• [Given text]:
****************************************
REVIEW: Supergirl: Being Super #1
28 Dec. 2016

REVIEW: Supergirl: Being Super #1


Supergirl: Being Super #1

Written By: Markio Tamaki

Art By: Joelle Jones

Colorist: Kelly Fitzpatrick

Lettering By: Saida Temofonte

Published By: DC Comics

Rating: 5 out of 5 Stars

By Legends of Tomorrow Podcast’s Kat Calamia

Supergirl: Being Super is an out of continuity story, following Kara Danvers through the uncharted territories of alien puberty. Markio Tamaki writes a modern teen Supergirl story that fans desperately needed, a real coming-of-age story that allows Supergirl to have her own origin story without being stuck in the long casting shadow of Superman.

This introduction of Kara doesn’t start with a young girl escaping an exploding planet to help the last son of Krypton. Instead, Supergirl’s origins actually starts with Kara trying to navigate her own life. Kara doesn’t have any memory of Krypton. She’s a normal teen who wants to take a good year book photo, hang out with her friends, but on occasion has to deal with alien zits.

One of Supergirl: Being Super’s biggest strength is how Tamaki shapes Kara’s voice. Tamaki transports you into Kara’s teenage world right from the first page. The language feels like you’re truly getting a view of the world through a teenager’s perspective. Tamaki uses teen speech patterns without it feeling like an adult is mocking how young people speak, which happens a bit too often with teen stories.
****************************************
Photo-based referring expression data
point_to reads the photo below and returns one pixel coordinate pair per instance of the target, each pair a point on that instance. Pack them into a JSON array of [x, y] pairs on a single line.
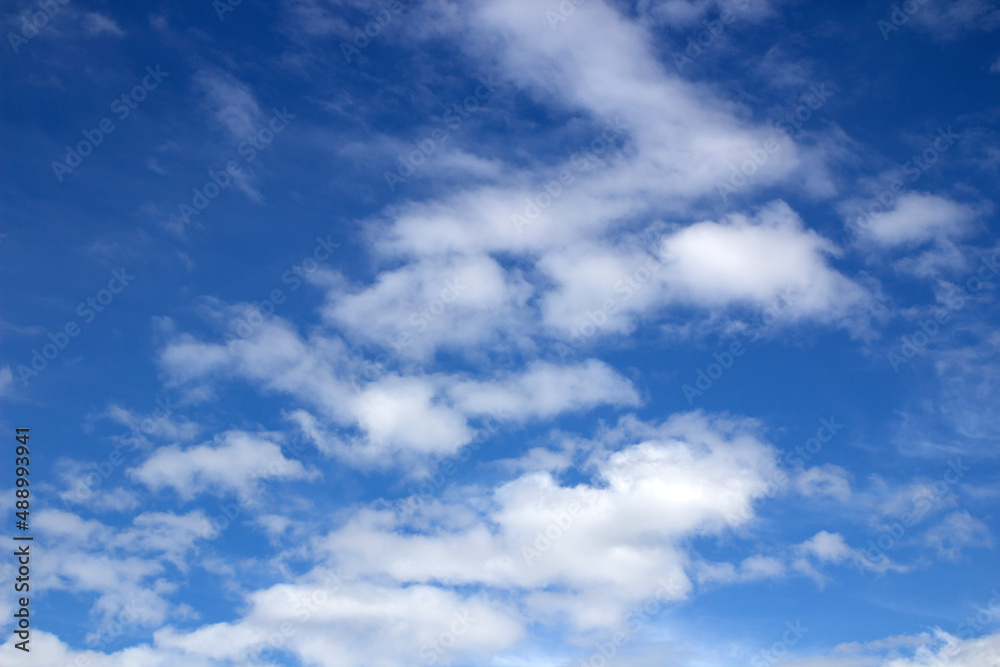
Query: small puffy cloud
[[545, 390], [230, 464], [230, 101], [826, 480], [825, 546], [95, 24], [957, 531], [917, 218]]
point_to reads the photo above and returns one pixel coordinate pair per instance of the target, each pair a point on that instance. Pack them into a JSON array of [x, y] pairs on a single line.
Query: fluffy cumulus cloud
[[546, 279]]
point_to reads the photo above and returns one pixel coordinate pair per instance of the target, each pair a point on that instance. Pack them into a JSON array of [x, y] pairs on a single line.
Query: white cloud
[[602, 542], [957, 531], [230, 101], [230, 464], [917, 218], [826, 480], [95, 24]]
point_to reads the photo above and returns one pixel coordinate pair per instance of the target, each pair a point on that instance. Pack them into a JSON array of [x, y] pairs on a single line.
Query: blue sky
[[656, 332]]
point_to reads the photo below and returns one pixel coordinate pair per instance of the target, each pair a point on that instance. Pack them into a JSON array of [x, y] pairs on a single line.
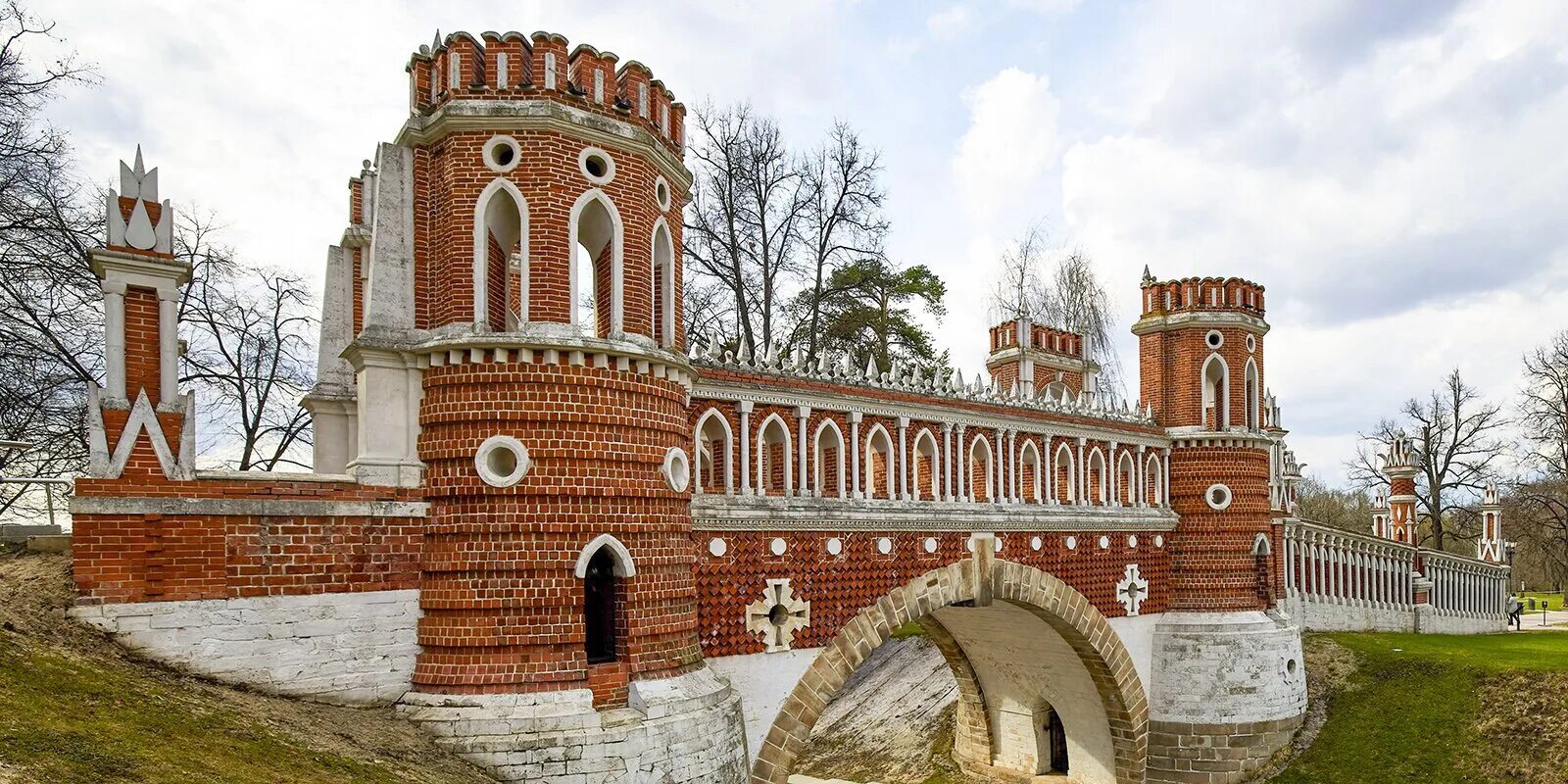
****************************************
• [Using the information]:
a) In the Supergirl review, write out the passage starting with "Published By: DC" and going on through "with alien zits.", swapping "Krypton" for "Daxam" wherever it appears.
b) According to the Supergirl review, who is the colorist on Supergirl: Being Super #1?

• [Answers for each item]:
a)
Published By: DC Comics

Rating: 5 out of 5 Stars

By Legends of Tomorrow Podcast’s Kat Calamia

Supergirl: Being Super is an out of continuity story, following Kara Danvers through the uncharted territories of alien puberty. Markio Tamaki writes a modern teen Supergirl story that fans desperately needed, a real coming-of-age story that allows Supergirl to have her own origin story without being stuck in the long casting shadow of Superman.

This introduction of Kara doesn’t start with a young girl escaping an exploding planet to help the last son of Daxam. Instead, Supergirl’s origins actually starts with Kara trying to navigate her own life. Kara doesn’t have any memory of Daxam. She’s a normal teen who wants to take a good year book photo, hang out with her friends, but on occasion has to deal with alien zits.

b) Kelly Fitzpatrick